begin LISTED RECORDS

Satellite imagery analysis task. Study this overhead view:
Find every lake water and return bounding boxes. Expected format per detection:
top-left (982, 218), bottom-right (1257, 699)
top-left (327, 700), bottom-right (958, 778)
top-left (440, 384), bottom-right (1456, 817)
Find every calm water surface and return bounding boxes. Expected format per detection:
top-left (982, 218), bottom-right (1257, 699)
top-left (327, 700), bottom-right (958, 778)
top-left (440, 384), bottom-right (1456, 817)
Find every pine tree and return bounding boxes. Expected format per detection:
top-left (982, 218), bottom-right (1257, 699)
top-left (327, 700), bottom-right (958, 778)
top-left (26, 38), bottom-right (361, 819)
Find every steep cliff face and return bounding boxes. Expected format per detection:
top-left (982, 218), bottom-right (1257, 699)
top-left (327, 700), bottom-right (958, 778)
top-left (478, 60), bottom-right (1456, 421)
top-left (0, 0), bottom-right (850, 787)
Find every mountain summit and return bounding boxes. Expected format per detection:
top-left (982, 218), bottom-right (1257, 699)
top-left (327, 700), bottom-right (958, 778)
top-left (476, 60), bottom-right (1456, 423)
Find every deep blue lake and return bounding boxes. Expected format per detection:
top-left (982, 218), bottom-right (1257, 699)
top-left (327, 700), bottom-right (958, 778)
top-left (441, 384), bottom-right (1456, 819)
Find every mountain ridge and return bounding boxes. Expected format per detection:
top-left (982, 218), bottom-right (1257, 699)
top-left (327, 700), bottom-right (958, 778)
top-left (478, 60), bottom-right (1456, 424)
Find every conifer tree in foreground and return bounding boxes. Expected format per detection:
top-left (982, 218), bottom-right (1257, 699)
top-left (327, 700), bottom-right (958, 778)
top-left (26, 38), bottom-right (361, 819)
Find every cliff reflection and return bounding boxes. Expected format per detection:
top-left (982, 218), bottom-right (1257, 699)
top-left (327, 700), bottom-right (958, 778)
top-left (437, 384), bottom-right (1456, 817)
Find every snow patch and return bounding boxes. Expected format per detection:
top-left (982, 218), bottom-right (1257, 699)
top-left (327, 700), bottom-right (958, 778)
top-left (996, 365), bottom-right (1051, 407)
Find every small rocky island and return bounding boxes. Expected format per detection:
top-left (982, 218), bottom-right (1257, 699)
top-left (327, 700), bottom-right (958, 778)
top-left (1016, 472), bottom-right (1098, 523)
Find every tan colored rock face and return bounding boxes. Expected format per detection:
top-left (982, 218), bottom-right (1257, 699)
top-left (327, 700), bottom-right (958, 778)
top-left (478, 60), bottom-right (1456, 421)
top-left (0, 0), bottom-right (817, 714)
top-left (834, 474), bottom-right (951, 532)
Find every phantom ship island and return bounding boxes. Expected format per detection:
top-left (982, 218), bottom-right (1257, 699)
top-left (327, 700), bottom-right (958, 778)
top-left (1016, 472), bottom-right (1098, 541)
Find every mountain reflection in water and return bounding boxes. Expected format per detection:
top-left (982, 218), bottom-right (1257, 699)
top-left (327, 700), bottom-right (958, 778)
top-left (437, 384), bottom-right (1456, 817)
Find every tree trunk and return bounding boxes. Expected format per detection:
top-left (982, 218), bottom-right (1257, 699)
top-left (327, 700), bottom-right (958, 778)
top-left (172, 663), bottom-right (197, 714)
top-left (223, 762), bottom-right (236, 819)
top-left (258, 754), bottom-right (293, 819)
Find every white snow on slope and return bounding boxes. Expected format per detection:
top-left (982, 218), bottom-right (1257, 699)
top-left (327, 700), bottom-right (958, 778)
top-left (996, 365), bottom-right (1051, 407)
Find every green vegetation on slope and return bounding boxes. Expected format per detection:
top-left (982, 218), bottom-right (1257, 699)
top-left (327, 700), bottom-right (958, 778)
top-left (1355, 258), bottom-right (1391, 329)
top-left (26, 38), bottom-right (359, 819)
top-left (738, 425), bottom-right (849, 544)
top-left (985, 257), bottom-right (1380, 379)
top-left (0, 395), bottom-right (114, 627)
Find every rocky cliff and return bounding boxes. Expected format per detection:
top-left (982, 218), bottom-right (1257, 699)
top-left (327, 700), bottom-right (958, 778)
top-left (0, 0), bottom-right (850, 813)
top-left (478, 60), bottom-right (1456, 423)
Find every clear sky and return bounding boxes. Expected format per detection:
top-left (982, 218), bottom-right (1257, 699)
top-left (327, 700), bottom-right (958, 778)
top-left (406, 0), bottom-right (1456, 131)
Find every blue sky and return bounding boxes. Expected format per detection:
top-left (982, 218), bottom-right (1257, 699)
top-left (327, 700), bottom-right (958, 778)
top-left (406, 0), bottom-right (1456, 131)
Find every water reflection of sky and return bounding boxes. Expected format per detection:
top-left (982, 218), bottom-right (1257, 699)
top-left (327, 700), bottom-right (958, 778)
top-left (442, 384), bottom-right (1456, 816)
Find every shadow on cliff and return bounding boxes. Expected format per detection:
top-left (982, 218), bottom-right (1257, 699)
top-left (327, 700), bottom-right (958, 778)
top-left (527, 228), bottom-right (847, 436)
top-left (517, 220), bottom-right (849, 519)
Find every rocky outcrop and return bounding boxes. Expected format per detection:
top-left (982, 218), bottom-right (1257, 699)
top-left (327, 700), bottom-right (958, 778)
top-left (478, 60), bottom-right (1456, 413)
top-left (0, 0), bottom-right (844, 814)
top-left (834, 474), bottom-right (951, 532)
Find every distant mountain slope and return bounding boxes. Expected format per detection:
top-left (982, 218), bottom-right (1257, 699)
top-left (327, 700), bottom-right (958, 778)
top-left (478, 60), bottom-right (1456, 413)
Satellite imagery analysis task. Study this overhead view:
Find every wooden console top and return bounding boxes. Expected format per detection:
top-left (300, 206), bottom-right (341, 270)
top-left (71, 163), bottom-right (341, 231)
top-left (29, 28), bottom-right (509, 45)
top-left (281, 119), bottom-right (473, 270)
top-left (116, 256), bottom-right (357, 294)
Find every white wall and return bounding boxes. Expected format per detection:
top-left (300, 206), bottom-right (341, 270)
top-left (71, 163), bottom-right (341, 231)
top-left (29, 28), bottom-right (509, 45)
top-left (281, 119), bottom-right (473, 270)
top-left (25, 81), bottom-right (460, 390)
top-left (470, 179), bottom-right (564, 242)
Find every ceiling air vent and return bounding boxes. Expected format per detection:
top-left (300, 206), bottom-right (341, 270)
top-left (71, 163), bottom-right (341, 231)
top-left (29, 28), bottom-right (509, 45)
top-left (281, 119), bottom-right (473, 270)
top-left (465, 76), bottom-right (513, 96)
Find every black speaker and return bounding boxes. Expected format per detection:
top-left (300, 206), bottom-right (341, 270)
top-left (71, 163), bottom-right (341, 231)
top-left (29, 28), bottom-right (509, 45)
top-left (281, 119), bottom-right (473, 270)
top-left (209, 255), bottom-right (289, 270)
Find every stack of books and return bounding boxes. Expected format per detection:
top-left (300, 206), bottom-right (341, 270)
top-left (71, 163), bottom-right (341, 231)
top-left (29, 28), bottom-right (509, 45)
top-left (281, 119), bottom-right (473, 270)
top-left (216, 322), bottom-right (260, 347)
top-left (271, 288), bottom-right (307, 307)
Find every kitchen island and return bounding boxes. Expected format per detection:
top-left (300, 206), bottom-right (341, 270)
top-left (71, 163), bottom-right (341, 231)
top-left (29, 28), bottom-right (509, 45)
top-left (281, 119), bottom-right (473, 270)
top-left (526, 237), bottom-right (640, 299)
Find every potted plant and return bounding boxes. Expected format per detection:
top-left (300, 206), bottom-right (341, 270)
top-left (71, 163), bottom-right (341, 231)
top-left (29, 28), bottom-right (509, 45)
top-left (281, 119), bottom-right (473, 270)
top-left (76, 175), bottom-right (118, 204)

end LISTED RECORDS

Copy out the items from the line containing "Find every pine" through the line containing "top-left (478, 60), bottom-right (1456, 424)", including both of those lines.

## THE COMPLETED TASK
Find every pine tree and return bounding boxes. Expected format per detection:
top-left (982, 218), bottom-right (1257, 699)
top-left (327, 700), bottom-right (958, 778)
top-left (26, 38), bottom-right (361, 819)
Find every steep cliff face and return bounding boxes. Expected format per detection:
top-left (982, 218), bottom-right (1257, 699)
top-left (327, 700), bottom-right (958, 778)
top-left (478, 60), bottom-right (1456, 421)
top-left (0, 0), bottom-right (850, 787)
Find every mountain summit and return bounding boxes. Expected format per detection:
top-left (982, 218), bottom-right (1257, 699)
top-left (327, 700), bottom-right (958, 778)
top-left (476, 60), bottom-right (1456, 423)
Find every deep blue lake and return bounding boxes. Expected format per detection:
top-left (982, 218), bottom-right (1257, 699)
top-left (327, 700), bottom-right (958, 778)
top-left (441, 384), bottom-right (1456, 819)
Find every mountain ridge and return bounding boxes. Expected format per detection:
top-left (982, 218), bottom-right (1257, 699)
top-left (327, 700), bottom-right (958, 778)
top-left (478, 60), bottom-right (1456, 424)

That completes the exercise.